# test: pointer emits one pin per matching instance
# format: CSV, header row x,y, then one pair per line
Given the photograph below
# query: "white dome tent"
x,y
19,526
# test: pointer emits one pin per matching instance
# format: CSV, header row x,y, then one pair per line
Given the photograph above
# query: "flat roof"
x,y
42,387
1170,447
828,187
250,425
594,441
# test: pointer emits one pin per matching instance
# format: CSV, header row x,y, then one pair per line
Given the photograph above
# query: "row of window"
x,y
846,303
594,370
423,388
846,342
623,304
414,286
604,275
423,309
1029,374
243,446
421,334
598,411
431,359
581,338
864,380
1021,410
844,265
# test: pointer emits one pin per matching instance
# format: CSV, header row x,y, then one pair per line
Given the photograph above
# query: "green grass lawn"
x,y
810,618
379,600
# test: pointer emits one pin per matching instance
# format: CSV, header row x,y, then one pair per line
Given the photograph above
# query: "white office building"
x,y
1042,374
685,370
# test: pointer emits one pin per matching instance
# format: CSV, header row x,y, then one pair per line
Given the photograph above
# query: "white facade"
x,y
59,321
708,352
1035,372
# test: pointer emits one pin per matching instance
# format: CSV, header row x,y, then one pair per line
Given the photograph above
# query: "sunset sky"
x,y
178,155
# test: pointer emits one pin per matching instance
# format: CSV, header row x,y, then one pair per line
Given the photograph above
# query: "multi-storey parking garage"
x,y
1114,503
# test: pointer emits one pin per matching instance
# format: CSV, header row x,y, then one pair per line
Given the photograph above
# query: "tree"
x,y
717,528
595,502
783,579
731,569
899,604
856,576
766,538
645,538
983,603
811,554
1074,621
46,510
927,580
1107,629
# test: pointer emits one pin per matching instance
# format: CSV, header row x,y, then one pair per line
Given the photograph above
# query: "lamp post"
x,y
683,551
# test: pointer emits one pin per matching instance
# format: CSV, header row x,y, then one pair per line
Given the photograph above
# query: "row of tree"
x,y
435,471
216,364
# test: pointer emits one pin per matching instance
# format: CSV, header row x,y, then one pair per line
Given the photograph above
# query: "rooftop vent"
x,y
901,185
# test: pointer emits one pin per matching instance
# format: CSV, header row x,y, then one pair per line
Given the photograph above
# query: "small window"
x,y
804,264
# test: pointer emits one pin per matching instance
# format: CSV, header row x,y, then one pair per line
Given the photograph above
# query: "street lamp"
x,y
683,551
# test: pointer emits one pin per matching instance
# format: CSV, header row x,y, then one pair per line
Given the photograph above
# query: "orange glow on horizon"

→ Problem to work on: Copy every entry exactly. Leave nothing out.

→ Exercise output:
# test: pointer emits one pin per matching instance
# format: CSV, header row x,y, then one pair per line
Given the photograph below
# query: "white dome tent"
x,y
19,526
# test: pointer emits one pin per matching instance
# format: CSV, header row x,y, then one pair per line
Given the photograph above
# query: "flat roof"
x,y
42,387
1170,447
828,187
250,425
594,441
# test: pointer emits one pin per matching instance
# format: CSV, header row x,y, then one pair per line
Given the photograph above
# query: "row of window"
x,y
846,303
594,370
423,388
846,342
623,304
414,286
604,275
423,309
1029,374
243,446
421,334
598,411
431,359
581,338
864,380
1021,410
844,265
# test: pointer emits one pin per matching instance
# format: CSV, header row x,y, then one pair per line
Given the photograph above
# query: "green grass lawn"
x,y
810,618
379,600
# test: pointer emits one pin per matching instance
# format: CSV, header row x,y, then one pair per line
Given the photograph above
# query: "white office building"
x,y
1042,374
685,370
# test: pointer emits one pin per matching instance
# format: CSV, header row x,y, then one pair per line
Given the photograph above
# query: "white facade"
x,y
59,321
708,352
1035,372
# test: pointer emits one pin per matching instance
# format: CSV, header row x,y, then one pair per line
Given the photograph above
# query: "sunset sky"
x,y
178,155
# test: pointer emits one pin per matching instance
# format: CSV, header row x,y, then one pair per line
Given the photograph above
# query: "multi-storey parking garage"
x,y
1114,503
# test: pointer emits one pin per matching instance
# format: CSV, header row x,y, then one pair per line
Given the photograph above
# query: "tree"
x,y
717,528
595,502
783,579
731,569
899,604
856,576
766,538
645,538
983,603
811,554
1074,621
46,510
927,580
1107,629
# test: pointer emits one pin per matching instance
# format: CSV, header row x,y, then one pair per line
Given the photograph above
# query: "lamp post"
x,y
683,551
# test: pointer emits one pin per matching instance
# format: CSV, header row x,y, then one pair per line
Given the photograph above
# query: "row of tree"
x,y
435,471
216,364
# test: pointer emits one pin per matching instance
# format: CSV, header row x,y, then one pair per line
Given the photograph above
# query: "rooftop vent"
x,y
901,185
# test: pointer emits one pin per matching instance
# format: CSV, header row x,y, then one pair per line
Given the photograph above
# query: "small window"
x,y
804,264
# test: pointer emits one pin per matching instance
# format: CSV, header row x,y, then one pair per line
Given the photograph above
# query: "street lamp"
x,y
683,551
# test: pointer emits one pin per matching instance
# format: CSV, header row x,y, then one pair per line
Given the photograph above
# query: "orange glow on horizon"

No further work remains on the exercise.